Segment Start: EXERCISE MATERIALS

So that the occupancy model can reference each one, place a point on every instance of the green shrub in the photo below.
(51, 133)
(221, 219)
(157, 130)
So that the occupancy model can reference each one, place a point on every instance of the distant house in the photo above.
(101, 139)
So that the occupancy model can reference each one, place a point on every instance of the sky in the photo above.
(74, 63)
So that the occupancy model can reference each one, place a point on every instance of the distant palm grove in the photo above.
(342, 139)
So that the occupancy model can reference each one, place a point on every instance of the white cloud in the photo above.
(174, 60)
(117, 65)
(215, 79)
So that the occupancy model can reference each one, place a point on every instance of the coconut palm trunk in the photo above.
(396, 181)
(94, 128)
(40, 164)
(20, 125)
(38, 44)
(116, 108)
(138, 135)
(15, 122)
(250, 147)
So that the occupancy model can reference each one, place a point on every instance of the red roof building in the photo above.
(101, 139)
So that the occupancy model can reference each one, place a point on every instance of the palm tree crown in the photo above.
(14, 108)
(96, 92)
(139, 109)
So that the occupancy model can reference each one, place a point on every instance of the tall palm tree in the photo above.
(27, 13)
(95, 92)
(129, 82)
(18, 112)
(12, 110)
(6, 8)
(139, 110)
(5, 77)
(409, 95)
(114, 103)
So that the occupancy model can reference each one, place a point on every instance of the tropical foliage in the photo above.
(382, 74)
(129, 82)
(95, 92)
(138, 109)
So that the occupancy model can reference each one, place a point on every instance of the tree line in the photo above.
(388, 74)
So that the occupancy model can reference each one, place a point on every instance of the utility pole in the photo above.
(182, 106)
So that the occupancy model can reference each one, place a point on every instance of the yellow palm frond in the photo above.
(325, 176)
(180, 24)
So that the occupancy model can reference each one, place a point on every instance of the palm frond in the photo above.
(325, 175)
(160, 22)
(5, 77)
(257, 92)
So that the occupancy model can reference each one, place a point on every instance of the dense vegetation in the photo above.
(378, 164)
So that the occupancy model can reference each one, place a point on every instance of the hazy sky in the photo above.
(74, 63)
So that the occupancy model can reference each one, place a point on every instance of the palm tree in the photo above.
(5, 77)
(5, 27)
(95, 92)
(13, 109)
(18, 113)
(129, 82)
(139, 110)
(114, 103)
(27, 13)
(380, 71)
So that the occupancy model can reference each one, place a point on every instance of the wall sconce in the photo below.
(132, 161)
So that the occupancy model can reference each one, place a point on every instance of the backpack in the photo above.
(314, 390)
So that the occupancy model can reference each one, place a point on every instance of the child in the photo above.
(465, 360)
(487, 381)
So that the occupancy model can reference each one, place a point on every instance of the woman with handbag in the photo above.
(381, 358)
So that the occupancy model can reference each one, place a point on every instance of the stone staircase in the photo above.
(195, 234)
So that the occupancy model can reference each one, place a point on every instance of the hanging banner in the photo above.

Segment End: EXERCISE MATERIALS

Reproduce the entire listing word for word.

So that the occupancy model can reference each one, place a point on every instance of the green shrub in the photo below.
(51, 133)
(221, 219)
(157, 130)
So that the occupancy model can reference each one, place a point on every instance of the distant house in the photo above.
(101, 139)
So that the occupancy model can reference each one, place a point on every instance of the sky in the photo above.
(74, 63)
So that the occupancy model can reference each one, place a point on every instance of the distant palm grove in the photo above.
(342, 139)
So that the occupancy model can reference each one, place a point on every instance of the white cloud in the photo above.
(174, 60)
(117, 65)
(215, 79)
So that the occupancy model can reference each one, place a point on every instance of the coconut palm trunk in the photo above.
(396, 181)
(94, 128)
(40, 164)
(20, 125)
(38, 44)
(116, 108)
(138, 135)
(15, 122)
(250, 147)
So that the occupancy model can reference each one, place a point on every instance of the red roof building in the photo above.
(101, 139)
So that the occupancy model can reference each one, place a point on every instance of the palm tree crown in the photo above.
(14, 108)
(96, 92)
(139, 109)
So that the occupancy model can reference each one, place a point on every instance of the tall palm tree in the photo above.
(27, 13)
(95, 92)
(129, 82)
(18, 112)
(12, 110)
(6, 8)
(139, 110)
(5, 77)
(409, 95)
(114, 103)
So that the occupancy model can reference each one, place a point on every instance of the tropical foliage in the photo above.
(382, 74)
(129, 82)
(95, 92)
(138, 109)
So that the occupancy model can reference each one, place a point on every instance of the tree line in the photo above.
(388, 74)
So that the occupancy model can reference each one, place a point on every instance of the utility pole in the photo above.
(182, 106)
So that the occupancy model can reference each one, place a point on every instance of the yellow palm frond in the photo above.
(325, 176)
(180, 24)
So that the occupancy model can reference each one, place a point on every instance of the palm frond in the photo above.
(325, 175)
(160, 22)
(5, 77)
(257, 92)
So that the occupancy model can reference each one, place a point on every instance of the dense vegetation in the photo above.
(378, 164)
So that the occupancy model can reference each one, place a point on every instance of the hazy sky in the photo above.
(74, 63)
So that the occupancy model can reference each one, place a point on every instance of the palm tree in the photo above.
(5, 77)
(5, 27)
(95, 92)
(13, 109)
(18, 113)
(129, 82)
(139, 110)
(114, 103)
(27, 13)
(380, 71)
So that the occupancy model can reference each one, place a point on every instance of the wall sconce in the photo below.
(132, 161)
So that the occupancy model can reference each one, place a point on every instance of the backpack in the photo above.
(314, 390)
So that the occupancy model can reference each one, place a point on every instance of the child in the photo above.
(465, 360)
(487, 381)
So that the occupancy model can reference each one, place a point on every instance of the woman with handbag in the photo above.
(381, 358)
So that the occupancy model can reference each one, place a point on every instance of the stone staircase in the photo above.
(195, 234)
So that the occupancy model can reference each one, place a point on every instance of the hanging banner in the photo above.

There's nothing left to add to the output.